> **SET EXERCISE**
Will you print the stretch of the unfair dismissal appeal from "By chance, on" through "sometimes not given.", word for word?

> **TEXT EXTRACT**
※

EMPLOYMENT APPEALS TRIBUNAL
CASE NO.
UD664/2015
APPEAL OF:
Darius Raudonis
– appellant
against the recommendation of the Rights Commissioner in the case of
Sam Dennigan & Co
– respondent
under
UNFAIR DISMISSALS ACTS 1977 TO 2007
I certify that the Tribunal
(Division of Tribunal)
Chairman: Ms P. McGrath BL
Members: Mr G. McAuliffe
Mr N. Dowling
heard this claim at Dublin on 26th September 2016
Representation
Appllant: Ms Elizaveta Donnery of Donnery & Co. Solicitors, 57 Clontarf Road, Contarf, Dublin 3
Respondent: Mr Jaime McAuliffe, Solicitor, 57 Merion Square, Dublin 2
This case came before the Tribunal as an appeal by an employee of the recommendation of the Rights Commissioner reference number r-151574-ud-14/RG under the Unfair Dismissals Acts, 1977 to 2007.
The determination of the Tribunal was as follows:-
The Tribunal has carefully considered the evidence adduced in the case of this Hearing. The appellant brings this matter before the Tribunal by way of appeal of the recommendation of the Rights Commissioner dated 29th of May 2015, reference r-151574-ud-14/RG, wherein the appellant’s assertion that he had been unfairly dismissed was found not to have been well founded.
The appellant had worked with the respondent goods distribution company since 2007. When initially engaged the appellant was a picker and by 2014 he was working regular night shifts and was responsible for distributing chilled goods in and around the warehouse in preparation for the pickers the next day.
By chance, on the 12th of July 2014 a carton of fresh meat products was noticed to be a number of units shy of the expected number. Management of the respondent gave evidence to the effect that there had been a few issues surrounding the distribution of goods to supermarket clients who were complaining that the full complement of goods was sometimes not given.
It was against this background that a decision was made by the warehouse manager to have a look at the CCTV to see if there could be any explanation for the missing units or whether the box had come with a number of units missing. The relevant CCTV footage was of the night shift of 11th to 12th of July 2014. The Tribunal notes that the CCTV footage was not shown to it so it’s clarity and content could only be described by the manager and the Tribunal must therefore have regard to the fact that this evidence is subjective to the manager’s eye.

※

Coordinate annotation lines
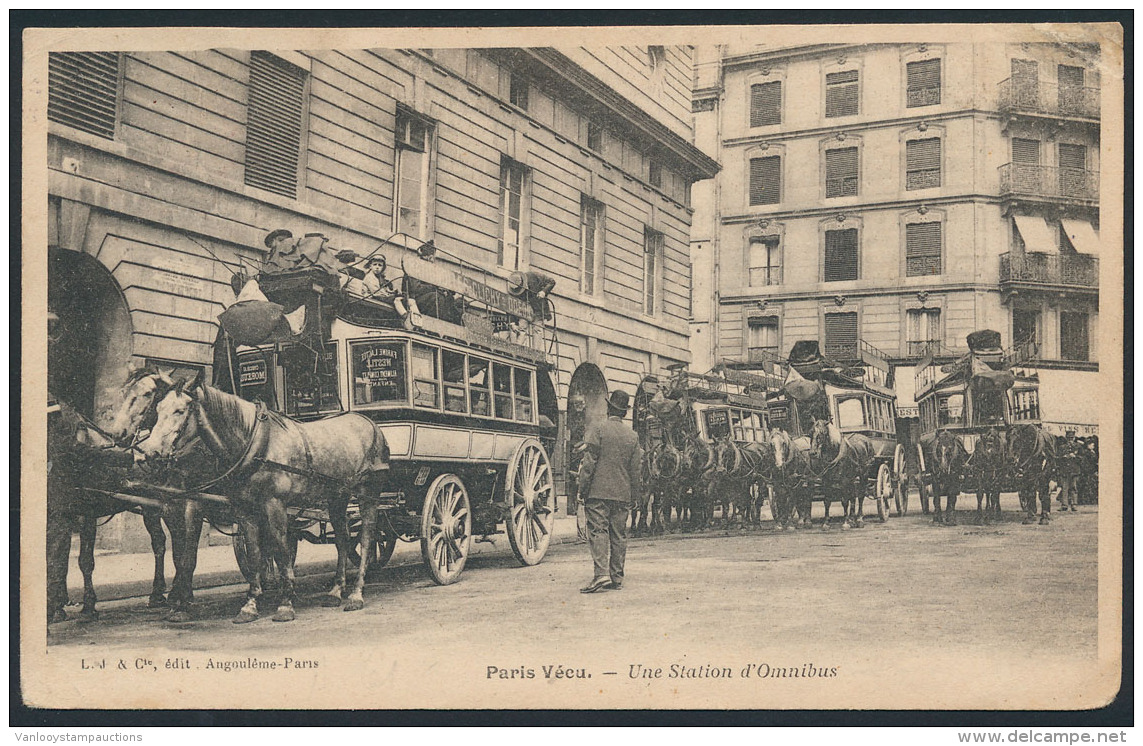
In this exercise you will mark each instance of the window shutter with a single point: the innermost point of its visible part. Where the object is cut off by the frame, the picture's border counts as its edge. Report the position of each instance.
(841, 91)
(766, 179)
(841, 335)
(1025, 151)
(1069, 75)
(924, 86)
(273, 128)
(1072, 155)
(84, 90)
(766, 104)
(840, 255)
(841, 171)
(922, 249)
(922, 163)
(1025, 70)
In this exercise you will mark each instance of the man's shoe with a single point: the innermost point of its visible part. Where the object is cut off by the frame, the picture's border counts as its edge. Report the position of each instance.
(596, 586)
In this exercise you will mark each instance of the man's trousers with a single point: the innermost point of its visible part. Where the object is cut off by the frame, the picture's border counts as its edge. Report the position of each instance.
(607, 536)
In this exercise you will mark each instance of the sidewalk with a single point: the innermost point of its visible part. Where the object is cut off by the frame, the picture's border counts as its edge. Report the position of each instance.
(125, 576)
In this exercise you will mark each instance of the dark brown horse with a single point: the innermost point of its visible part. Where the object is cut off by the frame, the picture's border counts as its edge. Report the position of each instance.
(81, 455)
(946, 457)
(988, 467)
(1032, 452)
(278, 463)
(841, 464)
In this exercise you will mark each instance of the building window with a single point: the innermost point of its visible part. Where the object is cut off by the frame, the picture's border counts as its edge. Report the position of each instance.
(591, 243)
(841, 171)
(84, 90)
(1025, 151)
(922, 163)
(511, 214)
(924, 82)
(1025, 328)
(922, 249)
(1070, 90)
(766, 104)
(594, 137)
(922, 329)
(841, 255)
(518, 90)
(841, 336)
(765, 262)
(841, 94)
(274, 123)
(766, 179)
(653, 262)
(1072, 169)
(762, 339)
(414, 141)
(1073, 336)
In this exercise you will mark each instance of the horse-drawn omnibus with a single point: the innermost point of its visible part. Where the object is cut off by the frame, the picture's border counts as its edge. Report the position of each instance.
(704, 440)
(984, 410)
(854, 393)
(456, 374)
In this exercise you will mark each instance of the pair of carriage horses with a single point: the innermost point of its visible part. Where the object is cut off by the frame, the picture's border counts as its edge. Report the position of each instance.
(687, 478)
(265, 463)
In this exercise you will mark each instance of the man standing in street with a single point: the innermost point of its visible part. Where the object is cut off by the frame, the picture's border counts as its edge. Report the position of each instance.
(615, 484)
(1069, 467)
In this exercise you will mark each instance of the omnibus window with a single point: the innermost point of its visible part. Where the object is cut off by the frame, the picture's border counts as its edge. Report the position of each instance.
(502, 390)
(736, 425)
(311, 380)
(850, 412)
(1025, 404)
(425, 385)
(478, 387)
(522, 394)
(378, 373)
(452, 366)
(951, 409)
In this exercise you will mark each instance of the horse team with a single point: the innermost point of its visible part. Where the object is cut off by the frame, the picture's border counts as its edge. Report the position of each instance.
(184, 430)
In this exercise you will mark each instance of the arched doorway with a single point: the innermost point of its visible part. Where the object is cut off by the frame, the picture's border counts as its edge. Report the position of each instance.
(89, 353)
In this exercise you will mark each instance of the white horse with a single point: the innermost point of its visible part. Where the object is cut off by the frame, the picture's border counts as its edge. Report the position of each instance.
(277, 463)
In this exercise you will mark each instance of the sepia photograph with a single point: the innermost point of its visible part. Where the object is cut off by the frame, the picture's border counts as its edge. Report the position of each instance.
(758, 368)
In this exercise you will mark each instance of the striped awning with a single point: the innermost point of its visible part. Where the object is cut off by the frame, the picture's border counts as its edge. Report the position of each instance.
(1082, 235)
(1065, 401)
(1037, 234)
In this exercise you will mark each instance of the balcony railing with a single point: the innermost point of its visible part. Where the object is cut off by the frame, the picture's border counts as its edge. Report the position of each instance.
(1034, 97)
(1049, 182)
(1073, 270)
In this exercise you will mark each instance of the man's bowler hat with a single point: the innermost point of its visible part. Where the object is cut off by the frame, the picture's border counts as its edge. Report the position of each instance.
(280, 233)
(618, 401)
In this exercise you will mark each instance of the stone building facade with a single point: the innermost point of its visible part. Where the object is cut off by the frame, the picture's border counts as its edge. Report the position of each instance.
(902, 195)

※

> **RESPONSE TO THE EXERCISE**
By chance, on the 12th of July 2014 a carton of fresh meat products was noticed to be a number of units shy of the expected number. Management of the respondent gave evidence to the effect that there had been a few issues surrounding the distribution of goods to supermarket clients who were complaining that the full complement of goods was sometimes not given.